> **GIVEN INSTRUCTION**
Convert the records, from their first line through the line containing "(1000, 721)", into a JSON list of strings with one string per line and no blank lines.

> **INFORMATION SUPPLIED**
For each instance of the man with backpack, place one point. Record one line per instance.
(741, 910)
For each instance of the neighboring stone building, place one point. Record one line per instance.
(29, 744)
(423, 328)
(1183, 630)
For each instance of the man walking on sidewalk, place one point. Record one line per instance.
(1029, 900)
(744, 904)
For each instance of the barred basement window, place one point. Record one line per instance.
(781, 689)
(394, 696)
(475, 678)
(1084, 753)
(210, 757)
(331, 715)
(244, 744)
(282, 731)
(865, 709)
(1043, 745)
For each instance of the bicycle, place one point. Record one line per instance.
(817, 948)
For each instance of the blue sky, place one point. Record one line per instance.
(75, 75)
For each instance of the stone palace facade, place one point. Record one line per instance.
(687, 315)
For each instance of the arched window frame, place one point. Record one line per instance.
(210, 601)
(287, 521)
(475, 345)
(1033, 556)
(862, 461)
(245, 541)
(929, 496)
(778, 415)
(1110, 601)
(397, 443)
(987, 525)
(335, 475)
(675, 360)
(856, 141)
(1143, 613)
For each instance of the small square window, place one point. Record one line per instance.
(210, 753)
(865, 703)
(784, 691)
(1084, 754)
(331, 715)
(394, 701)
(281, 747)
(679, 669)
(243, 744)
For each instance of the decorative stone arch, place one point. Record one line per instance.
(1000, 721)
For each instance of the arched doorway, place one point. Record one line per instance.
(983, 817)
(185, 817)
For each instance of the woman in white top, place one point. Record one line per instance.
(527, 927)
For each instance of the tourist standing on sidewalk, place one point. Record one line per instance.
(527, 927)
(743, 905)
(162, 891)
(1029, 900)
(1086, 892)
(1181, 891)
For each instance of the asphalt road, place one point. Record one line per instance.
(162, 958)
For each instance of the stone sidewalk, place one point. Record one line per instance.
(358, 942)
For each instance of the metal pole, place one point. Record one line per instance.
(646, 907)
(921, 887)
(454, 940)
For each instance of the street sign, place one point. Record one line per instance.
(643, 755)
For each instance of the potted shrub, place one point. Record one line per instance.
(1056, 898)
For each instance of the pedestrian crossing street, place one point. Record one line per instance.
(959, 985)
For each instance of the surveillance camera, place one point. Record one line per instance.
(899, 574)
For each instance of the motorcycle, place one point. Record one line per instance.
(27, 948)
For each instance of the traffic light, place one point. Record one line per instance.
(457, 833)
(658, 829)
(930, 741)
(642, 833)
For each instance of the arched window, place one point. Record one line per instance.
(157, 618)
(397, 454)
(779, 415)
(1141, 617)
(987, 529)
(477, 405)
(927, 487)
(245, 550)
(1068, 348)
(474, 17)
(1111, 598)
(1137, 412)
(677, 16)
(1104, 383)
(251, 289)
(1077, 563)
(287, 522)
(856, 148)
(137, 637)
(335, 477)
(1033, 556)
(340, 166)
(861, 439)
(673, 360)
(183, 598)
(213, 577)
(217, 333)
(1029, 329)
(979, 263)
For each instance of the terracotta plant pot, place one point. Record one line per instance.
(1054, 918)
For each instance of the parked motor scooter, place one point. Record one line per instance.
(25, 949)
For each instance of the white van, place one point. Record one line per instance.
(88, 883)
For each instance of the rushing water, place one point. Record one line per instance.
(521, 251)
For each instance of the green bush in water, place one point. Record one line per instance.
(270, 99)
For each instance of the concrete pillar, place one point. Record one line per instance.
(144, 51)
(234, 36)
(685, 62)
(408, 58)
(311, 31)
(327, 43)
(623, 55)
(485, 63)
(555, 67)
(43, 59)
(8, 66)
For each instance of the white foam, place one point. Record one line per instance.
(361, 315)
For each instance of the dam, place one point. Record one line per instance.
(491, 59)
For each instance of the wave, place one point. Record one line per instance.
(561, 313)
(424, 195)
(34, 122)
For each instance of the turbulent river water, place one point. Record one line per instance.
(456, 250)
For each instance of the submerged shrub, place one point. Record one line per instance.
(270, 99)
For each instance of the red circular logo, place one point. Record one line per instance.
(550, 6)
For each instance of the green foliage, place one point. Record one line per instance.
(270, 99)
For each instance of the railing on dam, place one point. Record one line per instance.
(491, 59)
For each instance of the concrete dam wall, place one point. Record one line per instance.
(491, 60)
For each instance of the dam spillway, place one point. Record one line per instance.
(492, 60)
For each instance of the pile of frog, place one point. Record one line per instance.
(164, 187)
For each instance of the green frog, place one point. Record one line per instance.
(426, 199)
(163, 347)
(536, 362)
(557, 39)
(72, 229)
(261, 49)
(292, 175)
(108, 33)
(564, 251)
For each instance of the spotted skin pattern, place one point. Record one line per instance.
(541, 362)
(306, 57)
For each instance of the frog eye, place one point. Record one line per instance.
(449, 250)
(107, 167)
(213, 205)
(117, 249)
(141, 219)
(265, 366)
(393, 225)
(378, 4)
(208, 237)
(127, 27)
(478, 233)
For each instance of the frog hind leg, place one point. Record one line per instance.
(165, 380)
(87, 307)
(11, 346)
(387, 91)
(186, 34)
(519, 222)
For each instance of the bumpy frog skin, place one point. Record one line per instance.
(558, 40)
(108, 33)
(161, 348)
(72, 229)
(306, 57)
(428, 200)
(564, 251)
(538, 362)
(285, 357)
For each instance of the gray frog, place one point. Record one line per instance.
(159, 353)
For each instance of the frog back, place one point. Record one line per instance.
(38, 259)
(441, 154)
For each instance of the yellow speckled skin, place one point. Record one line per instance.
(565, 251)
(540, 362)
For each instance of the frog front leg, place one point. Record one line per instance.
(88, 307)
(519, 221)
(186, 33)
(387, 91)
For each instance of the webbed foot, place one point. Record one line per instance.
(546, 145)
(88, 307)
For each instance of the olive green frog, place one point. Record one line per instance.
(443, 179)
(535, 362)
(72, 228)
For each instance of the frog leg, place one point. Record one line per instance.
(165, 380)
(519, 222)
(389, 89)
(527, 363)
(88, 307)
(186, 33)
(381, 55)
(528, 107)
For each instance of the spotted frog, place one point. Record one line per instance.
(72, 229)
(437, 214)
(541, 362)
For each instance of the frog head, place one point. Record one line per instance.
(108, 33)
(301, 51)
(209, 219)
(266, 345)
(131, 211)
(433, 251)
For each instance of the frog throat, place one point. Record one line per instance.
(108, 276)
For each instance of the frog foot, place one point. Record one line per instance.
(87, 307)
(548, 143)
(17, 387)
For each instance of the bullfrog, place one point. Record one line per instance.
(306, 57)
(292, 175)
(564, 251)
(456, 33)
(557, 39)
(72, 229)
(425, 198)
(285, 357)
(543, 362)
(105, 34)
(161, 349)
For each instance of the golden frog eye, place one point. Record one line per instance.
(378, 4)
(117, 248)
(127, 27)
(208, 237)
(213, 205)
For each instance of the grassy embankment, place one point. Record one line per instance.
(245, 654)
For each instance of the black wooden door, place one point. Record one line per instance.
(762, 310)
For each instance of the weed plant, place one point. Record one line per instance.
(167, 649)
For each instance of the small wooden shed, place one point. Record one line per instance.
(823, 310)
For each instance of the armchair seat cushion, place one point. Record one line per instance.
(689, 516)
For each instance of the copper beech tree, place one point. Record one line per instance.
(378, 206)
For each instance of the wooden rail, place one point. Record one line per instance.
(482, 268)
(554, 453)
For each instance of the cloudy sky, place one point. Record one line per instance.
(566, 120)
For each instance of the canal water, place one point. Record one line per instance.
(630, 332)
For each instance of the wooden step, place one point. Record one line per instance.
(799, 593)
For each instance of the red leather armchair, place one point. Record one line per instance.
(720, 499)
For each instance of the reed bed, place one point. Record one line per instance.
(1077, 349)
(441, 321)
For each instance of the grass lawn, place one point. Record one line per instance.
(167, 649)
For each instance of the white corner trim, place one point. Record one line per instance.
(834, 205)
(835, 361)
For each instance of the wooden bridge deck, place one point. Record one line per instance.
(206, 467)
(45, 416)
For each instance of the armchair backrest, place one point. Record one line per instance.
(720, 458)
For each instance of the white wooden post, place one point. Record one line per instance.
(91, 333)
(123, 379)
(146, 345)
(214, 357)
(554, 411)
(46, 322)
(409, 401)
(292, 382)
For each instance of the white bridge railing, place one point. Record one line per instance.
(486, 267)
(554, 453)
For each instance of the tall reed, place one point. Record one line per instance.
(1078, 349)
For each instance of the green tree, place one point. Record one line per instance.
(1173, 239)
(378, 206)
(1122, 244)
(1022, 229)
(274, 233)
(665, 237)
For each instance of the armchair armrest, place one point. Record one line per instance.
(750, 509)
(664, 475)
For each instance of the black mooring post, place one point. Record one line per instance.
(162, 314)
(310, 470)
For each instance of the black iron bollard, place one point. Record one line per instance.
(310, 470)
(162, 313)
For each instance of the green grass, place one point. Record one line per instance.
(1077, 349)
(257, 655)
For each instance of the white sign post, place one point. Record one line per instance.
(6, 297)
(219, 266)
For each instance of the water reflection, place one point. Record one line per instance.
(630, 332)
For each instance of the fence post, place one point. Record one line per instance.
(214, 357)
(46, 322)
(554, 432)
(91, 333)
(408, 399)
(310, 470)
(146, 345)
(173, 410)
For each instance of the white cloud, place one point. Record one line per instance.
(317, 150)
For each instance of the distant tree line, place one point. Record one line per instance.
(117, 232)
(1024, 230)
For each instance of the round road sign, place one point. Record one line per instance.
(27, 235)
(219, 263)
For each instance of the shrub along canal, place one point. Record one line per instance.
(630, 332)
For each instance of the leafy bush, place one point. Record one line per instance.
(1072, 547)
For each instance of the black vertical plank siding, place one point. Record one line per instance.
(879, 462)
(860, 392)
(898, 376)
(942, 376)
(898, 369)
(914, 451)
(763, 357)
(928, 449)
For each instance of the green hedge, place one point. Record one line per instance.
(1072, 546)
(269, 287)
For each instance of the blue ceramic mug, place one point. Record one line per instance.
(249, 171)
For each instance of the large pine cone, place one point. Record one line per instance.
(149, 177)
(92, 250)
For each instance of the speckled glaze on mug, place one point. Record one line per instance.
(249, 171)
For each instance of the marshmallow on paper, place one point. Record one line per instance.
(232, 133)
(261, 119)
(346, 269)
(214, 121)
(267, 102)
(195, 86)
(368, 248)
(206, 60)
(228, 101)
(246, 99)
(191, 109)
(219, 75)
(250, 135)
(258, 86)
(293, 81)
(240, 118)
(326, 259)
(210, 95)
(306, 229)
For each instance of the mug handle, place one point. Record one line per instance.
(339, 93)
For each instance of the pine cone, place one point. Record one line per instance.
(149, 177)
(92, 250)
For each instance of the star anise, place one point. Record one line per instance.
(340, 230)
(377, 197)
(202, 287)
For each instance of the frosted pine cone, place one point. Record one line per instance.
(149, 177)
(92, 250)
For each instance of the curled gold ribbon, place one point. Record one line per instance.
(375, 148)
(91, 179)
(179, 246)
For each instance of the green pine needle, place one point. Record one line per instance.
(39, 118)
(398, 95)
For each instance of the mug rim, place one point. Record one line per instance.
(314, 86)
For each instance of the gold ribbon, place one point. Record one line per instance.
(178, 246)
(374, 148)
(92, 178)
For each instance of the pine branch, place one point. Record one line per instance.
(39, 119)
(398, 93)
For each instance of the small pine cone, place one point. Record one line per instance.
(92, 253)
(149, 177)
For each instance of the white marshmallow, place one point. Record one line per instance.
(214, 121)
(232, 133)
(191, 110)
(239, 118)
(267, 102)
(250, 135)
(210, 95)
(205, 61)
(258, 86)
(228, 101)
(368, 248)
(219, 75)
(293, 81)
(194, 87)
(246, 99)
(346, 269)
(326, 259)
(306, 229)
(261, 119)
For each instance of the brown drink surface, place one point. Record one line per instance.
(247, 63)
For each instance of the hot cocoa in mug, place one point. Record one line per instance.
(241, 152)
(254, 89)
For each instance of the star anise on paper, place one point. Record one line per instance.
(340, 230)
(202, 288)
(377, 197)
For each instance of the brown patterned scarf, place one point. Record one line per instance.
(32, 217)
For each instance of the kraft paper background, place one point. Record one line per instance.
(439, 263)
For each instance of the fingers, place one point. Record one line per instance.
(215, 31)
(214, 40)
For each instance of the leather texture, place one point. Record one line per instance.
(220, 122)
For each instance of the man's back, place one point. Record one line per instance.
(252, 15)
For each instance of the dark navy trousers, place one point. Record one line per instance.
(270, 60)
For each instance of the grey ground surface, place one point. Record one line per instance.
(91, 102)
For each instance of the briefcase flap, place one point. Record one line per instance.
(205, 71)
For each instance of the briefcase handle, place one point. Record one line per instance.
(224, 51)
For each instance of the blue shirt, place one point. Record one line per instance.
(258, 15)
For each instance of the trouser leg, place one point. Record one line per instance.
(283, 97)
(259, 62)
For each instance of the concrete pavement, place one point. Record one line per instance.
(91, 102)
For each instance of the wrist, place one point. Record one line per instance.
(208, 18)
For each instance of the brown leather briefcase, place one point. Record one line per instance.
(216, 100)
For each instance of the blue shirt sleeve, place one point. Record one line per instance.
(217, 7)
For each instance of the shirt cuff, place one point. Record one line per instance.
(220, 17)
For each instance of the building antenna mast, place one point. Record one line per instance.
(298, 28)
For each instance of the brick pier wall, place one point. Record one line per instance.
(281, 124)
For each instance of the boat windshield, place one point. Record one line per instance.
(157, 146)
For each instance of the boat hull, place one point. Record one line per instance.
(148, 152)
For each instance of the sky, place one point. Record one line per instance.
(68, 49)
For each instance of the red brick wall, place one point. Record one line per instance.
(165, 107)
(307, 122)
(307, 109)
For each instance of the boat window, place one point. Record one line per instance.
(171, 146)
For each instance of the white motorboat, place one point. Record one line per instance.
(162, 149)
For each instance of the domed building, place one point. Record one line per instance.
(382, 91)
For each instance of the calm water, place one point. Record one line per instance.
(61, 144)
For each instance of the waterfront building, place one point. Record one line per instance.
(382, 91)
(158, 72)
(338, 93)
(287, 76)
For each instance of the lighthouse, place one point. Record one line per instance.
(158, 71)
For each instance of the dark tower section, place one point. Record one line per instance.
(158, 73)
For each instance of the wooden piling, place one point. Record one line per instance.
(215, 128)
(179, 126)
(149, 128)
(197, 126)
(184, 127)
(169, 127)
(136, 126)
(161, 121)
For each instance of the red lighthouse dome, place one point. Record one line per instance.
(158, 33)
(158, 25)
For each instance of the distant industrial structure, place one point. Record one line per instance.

> **ANSWER FOR THIS EXERCISE**
[
  "For each instance of the man with backpack, place one point. Record one line per instance.",
  "(741, 910)",
  "For each instance of the neighboring stone building, place one point. Record one line per instance.",
  "(29, 744)",
  "(423, 328)",
  "(1183, 630)",
  "For each instance of the man walking on sidewalk, place one point. Record one line per instance.",
  "(1029, 900)",
  "(744, 904)",
  "For each instance of the barred basement window, place one point. Record one line per instance.",
  "(781, 689)",
  "(394, 696)",
  "(475, 678)",
  "(1084, 753)",
  "(210, 757)",
  "(331, 715)",
  "(244, 744)",
  "(282, 731)",
  "(865, 709)",
  "(1043, 745)",
  "For each instance of the bicycle, place one point. Record one line per instance.",
  "(817, 948)",
  "For each instance of the blue sky, place one point. Record one line per instance.",
  "(75, 75)",
  "For each instance of the stone palace facade, place one point. Record one line per instance.",
  "(687, 315)",
  "For each instance of the arched window frame, place one point. Record one line per instance.",
  "(210, 601)",
  "(287, 521)",
  "(475, 345)",
  "(1033, 556)",
  "(862, 461)",
  "(245, 541)",
  "(929, 496)",
  "(778, 415)",
  "(1110, 601)",
  "(397, 443)",
  "(987, 525)",
  "(335, 475)",
  "(675, 360)",
  "(856, 141)",
  "(1143, 613)",
  "For each instance of the small square window, place one point. Record one line per instance.",
  "(210, 753)",
  "(865, 703)",
  "(784, 691)",
  "(1084, 754)",
  "(331, 715)",
  "(394, 701)",
  "(281, 747)",
  "(679, 669)",
  "(243, 744)",
  "For each instance of the decorative stone arch, place one point. Record one line per instance.",
  "(1000, 721)"
]